[Your task]:
In the forum thread on outside odors below, copy the passage starting at "Does your owners" and ending at "cabin filter installed!", and rename "cabin filter" to "cabin air filter" throughout.

[Excerpt provided]:

====================

# outside odors w/ recirc on



## Merc6 (Jun 8, 2013)

slothcruzer said:


> Someone suggested I post here, I will give it a shot. I must have a gen 2 2016 ls manual shift. When the recirc button is on (we dont have auto hvac, just manual buttons) we still get outside odors strong as if the windows were open and I have severe asthma so this is a rather large issue. I do hear the cabin air pressure change when you engage the recirc button so I assume its covering it right.
> I had asked the salesman and a service tech if it had a cabin air filter in it from mfg as our last car (toyota yaris) did not I was able to rectify that myself tho'. This car has a fully molded glove box non removable we've already ironed that fact down.
> So I can only assume if it has a filter its under the air grid below wipers...I did unsnap it to peek in but did not remove wipers (dont know how hate to attempt it, but will if I must since dealer is avoiding the issue).
> Just wondered if anyone else has this in newer 2016 gen 2 cruze's.
> ...


2 things to touch on...

*Verify there was a filter. My other car the 1st production year didn't get a filter in the filter tray for the HVAC. Took half the car apart to replace a non existent filter for all those years for owner 1 and me.

*Must have fresh air drawn in even in recirc mode. Was gonna post a bunch of fancy links and stuff but I'm gonna save the redirect. You need fresh air to come in to prevent a fester of germs being recirculated around the cabin on long trips. If you get bored and want to read, sick building syndrome google topic.


Only fix you can do to lessen this is installing a carbon hvac filter over the traditional one.


----------



## spacedout (Dec 7, 2010)

Does your owners manual mention a cabin filter in the maintenance schedule in the back? I really can't see GM removing this from the new model, even if an LS. I did see the first few years of chevy volt came with a tray like our cruze with no cabin filter installed!

====================

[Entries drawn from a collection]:
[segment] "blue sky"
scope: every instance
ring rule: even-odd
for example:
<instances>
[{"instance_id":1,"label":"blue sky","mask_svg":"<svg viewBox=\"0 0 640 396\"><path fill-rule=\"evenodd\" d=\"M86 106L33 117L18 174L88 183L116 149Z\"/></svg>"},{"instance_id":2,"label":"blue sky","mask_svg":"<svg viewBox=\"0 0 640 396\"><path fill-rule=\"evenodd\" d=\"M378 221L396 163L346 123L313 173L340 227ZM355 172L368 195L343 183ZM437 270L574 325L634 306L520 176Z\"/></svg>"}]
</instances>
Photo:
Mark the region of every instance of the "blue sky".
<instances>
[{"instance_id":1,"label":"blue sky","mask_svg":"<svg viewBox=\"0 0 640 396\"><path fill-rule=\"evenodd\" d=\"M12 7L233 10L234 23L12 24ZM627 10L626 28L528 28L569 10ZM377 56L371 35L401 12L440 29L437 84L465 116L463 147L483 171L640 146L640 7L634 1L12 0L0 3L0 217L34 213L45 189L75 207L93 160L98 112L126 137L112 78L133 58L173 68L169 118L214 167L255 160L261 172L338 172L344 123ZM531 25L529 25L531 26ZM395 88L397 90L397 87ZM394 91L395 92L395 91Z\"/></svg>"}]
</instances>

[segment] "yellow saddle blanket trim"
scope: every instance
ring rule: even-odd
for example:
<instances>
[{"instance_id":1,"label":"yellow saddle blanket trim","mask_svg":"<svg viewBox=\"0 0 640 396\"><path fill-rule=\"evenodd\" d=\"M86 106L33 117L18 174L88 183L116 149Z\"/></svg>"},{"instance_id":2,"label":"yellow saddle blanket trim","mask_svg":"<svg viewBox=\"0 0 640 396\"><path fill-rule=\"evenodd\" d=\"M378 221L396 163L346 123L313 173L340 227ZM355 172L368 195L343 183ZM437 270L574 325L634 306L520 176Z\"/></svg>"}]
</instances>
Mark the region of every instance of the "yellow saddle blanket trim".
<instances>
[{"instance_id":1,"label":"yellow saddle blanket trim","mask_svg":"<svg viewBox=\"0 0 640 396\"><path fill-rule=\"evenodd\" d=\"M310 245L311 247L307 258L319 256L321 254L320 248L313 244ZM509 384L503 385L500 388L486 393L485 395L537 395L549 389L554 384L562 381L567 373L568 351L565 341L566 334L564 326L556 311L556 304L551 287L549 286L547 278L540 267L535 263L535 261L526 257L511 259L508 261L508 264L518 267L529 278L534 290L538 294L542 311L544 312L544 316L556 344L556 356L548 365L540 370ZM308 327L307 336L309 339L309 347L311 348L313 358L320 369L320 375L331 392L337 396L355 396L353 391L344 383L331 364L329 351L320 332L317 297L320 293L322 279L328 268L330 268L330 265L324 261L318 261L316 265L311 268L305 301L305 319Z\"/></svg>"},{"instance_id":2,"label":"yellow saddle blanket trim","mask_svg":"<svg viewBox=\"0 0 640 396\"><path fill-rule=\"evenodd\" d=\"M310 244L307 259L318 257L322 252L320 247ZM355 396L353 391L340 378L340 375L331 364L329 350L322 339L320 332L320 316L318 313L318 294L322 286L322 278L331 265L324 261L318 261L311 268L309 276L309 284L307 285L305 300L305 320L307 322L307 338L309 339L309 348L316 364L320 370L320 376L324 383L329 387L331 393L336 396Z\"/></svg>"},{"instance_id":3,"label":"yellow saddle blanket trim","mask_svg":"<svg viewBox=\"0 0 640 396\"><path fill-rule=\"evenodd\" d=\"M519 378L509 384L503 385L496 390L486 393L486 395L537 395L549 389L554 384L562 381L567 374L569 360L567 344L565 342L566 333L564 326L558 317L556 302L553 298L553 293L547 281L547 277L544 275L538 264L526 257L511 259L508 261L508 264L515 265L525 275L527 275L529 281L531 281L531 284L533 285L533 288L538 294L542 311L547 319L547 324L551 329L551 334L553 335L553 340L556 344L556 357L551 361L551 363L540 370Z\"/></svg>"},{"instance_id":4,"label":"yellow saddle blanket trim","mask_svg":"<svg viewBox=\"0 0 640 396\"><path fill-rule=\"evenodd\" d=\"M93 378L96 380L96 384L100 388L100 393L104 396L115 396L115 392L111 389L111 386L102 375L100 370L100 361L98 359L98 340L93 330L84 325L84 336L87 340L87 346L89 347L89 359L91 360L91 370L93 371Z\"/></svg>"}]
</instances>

====================

[Solution for this problem]:
Does your owners manual mention a cabin air filter in the maintenance schedule in the back? I really can't see GM removing this from the new model, even if an LS. I did see the first few years of chevy volt came with a tray like our cruze with no cabin air filter installed!